YOUR GOAL: Convert every line of the data below into a Markdown table with the columns Row and Line, numbering the rows in order and skipping blank lines. Leave the pictures out of the table.

[A block of data]

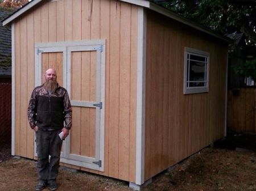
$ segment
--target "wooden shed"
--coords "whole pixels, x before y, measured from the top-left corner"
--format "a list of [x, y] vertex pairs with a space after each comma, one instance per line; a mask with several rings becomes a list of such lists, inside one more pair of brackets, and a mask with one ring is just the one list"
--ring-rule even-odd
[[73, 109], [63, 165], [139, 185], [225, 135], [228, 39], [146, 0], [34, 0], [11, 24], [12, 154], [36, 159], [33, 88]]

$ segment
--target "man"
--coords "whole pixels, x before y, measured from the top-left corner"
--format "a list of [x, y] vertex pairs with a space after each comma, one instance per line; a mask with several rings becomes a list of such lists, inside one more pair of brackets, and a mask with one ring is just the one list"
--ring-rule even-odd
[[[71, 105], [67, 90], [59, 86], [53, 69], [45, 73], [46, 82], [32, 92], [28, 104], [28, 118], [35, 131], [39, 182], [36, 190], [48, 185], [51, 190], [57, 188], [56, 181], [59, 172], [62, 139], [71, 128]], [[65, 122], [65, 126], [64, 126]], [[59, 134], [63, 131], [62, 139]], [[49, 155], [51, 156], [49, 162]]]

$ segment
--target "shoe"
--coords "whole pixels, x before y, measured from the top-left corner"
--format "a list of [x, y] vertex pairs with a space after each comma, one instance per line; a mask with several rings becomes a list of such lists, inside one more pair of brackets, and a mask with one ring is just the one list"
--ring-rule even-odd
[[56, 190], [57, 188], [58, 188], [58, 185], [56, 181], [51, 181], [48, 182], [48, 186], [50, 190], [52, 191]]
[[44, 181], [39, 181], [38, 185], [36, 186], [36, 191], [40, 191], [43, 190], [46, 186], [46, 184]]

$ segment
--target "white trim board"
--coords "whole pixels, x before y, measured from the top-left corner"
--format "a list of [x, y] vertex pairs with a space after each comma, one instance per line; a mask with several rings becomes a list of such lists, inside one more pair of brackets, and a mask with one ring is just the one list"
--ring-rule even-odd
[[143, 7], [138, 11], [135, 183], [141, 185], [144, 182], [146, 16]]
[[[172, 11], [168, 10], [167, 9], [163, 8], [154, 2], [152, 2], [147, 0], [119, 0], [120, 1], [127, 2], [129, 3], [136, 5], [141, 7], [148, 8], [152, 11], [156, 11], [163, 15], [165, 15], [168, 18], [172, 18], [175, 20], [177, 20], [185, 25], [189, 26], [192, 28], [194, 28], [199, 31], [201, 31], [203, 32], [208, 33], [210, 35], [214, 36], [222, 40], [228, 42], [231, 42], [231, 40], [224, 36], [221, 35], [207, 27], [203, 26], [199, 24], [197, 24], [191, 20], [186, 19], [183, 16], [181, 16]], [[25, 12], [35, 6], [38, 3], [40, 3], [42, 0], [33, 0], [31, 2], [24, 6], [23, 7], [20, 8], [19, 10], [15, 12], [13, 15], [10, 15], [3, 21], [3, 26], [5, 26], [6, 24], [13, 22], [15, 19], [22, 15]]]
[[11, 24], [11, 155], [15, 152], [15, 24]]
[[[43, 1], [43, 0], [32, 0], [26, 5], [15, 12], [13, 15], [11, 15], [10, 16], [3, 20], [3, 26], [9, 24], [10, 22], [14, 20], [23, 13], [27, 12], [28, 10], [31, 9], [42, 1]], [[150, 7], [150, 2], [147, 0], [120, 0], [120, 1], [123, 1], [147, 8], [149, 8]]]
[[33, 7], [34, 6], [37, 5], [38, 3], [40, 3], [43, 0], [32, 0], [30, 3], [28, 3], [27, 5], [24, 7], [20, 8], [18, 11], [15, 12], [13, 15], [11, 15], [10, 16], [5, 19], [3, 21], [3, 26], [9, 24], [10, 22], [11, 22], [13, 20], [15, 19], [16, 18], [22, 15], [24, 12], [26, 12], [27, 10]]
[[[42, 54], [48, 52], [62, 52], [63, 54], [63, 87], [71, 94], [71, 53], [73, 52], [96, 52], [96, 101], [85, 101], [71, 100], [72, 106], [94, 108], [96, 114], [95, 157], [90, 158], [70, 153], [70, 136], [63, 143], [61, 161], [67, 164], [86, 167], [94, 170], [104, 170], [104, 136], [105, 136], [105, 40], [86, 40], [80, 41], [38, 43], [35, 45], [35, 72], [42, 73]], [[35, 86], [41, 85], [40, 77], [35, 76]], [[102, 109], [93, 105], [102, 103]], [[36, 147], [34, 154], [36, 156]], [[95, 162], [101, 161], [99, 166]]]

SOLUTION:
| Row | Line |
|---|---|
| 1 | $ segment |
| 2 | --target "wooden shed" |
| 3 | --coords "whole pixels, x before y, measured from the top-left corner" |
| 4 | --format "a list of [x, y] vertex pairs with a space after each comma, one instance per line; a mask with several rings becomes a list of such lists, inside one more pair of brackets, and a mask with one ring is just the one list" |
| 5 | --ring-rule even-odd |
| 6 | [[73, 109], [63, 165], [139, 185], [225, 135], [228, 39], [146, 0], [34, 0], [11, 24], [12, 154], [36, 159], [33, 88]] |
| 7 | $ segment |
| 8 | --target "man" |
| 9 | --coords "whole pixels, x before y, measured from the top-left corner" |
| 10 | --format "a list of [x, y] vertex pairs with a space after each comma, one instance per line; a mask with several rings becomes a list of such lists, inside one more pair of brackets, and a mask with one ring is just the one list" |
| 11 | --ring-rule even-odd |
| 12 | [[[71, 105], [67, 90], [59, 86], [53, 69], [45, 73], [46, 82], [32, 92], [28, 104], [28, 118], [35, 131], [39, 182], [36, 190], [48, 185], [51, 190], [57, 188], [56, 181], [59, 172], [62, 139], [71, 128]], [[65, 122], [65, 126], [64, 126]], [[59, 134], [63, 131], [62, 139]], [[49, 155], [51, 156], [49, 162]]] |
| 13 | $ segment |
| 14 | --target "shoe" |
| 15 | --coords "whole pixels, x before y, measured from the top-left corner" |
| 16 | --format "a list of [x, y] vertex pairs with a space after each comma, one instance per line; a mask with several rings becomes a list of such lists, inside one more pair of brackets, and a mask with one ring is just the one list" |
| 17 | --ring-rule even-odd |
| 18 | [[56, 190], [57, 188], [58, 188], [58, 185], [56, 181], [51, 181], [48, 182], [48, 186], [50, 190], [52, 191]] |
| 19 | [[44, 181], [39, 181], [38, 185], [36, 186], [36, 191], [40, 191], [43, 190], [46, 186], [46, 184]] |
| 20 | $ segment |
| 21 | --target "white trim board" |
| 22 | --coords "whole pixels, x before y, measured from the top-left corner" |
| 23 | --format "a list of [x, y] vertex pairs with a space after each comma, one instance per line; a mask with several rings becomes a list of such lists, inside one more pair of brackets, and a mask with one ring is just the one list" |
| 24 | --ring-rule even-odd |
| 25 | [[143, 7], [138, 11], [135, 183], [141, 185], [144, 182], [146, 16]] |
| 26 | [[[172, 11], [168, 10], [167, 9], [163, 8], [154, 2], [152, 2], [147, 0], [119, 0], [120, 1], [127, 2], [129, 3], [136, 5], [141, 7], [148, 8], [152, 11], [156, 11], [163, 15], [165, 15], [168, 18], [172, 18], [175, 20], [177, 20], [185, 25], [189, 26], [192, 28], [194, 28], [199, 31], [201, 31], [203, 32], [208, 33], [210, 35], [214, 36], [222, 40], [228, 42], [231, 42], [231, 40], [224, 36], [221, 35], [207, 27], [203, 26], [199, 24], [197, 24], [191, 20], [186, 19], [183, 16], [181, 16]], [[25, 12], [35, 6], [38, 3], [40, 3], [42, 0], [33, 0], [31, 2], [24, 6], [23, 7], [20, 8], [19, 10], [15, 12], [13, 15], [10, 15], [3, 21], [3, 26], [5, 26], [6, 24], [13, 22], [15, 19], [22, 15]]] |
| 27 | [[11, 24], [11, 155], [15, 152], [15, 24]] |
| 28 | [[[43, 1], [43, 0], [32, 0], [26, 5], [15, 12], [13, 15], [11, 15], [10, 16], [3, 20], [3, 26], [9, 24], [10, 22], [14, 20], [23, 13], [27, 12], [28, 10], [31, 9], [42, 1]], [[150, 7], [150, 2], [147, 0], [120, 0], [120, 1], [123, 1], [147, 8], [149, 8]]] |
| 29 | [[33, 7], [34, 6], [37, 5], [38, 3], [40, 3], [43, 0], [32, 0], [30, 3], [28, 3], [27, 5], [24, 7], [20, 8], [18, 11], [15, 12], [13, 15], [11, 15], [10, 16], [5, 19], [3, 21], [3, 26], [9, 24], [10, 22], [11, 22], [13, 20], [15, 19], [16, 18], [22, 15], [24, 12], [26, 12], [27, 10]] |
| 30 | [[[42, 54], [48, 52], [62, 52], [63, 54], [63, 87], [71, 94], [71, 53], [73, 52], [96, 52], [96, 101], [85, 101], [71, 100], [72, 106], [94, 108], [96, 114], [95, 157], [90, 158], [70, 153], [70, 136], [63, 143], [61, 161], [67, 164], [86, 167], [94, 170], [104, 170], [104, 136], [105, 136], [105, 40], [86, 40], [80, 41], [38, 43], [35, 45], [35, 72], [42, 73]], [[35, 86], [41, 85], [40, 77], [35, 76]], [[102, 109], [93, 105], [102, 103]], [[36, 147], [34, 154], [36, 156]], [[95, 162], [101, 161], [99, 166]]] |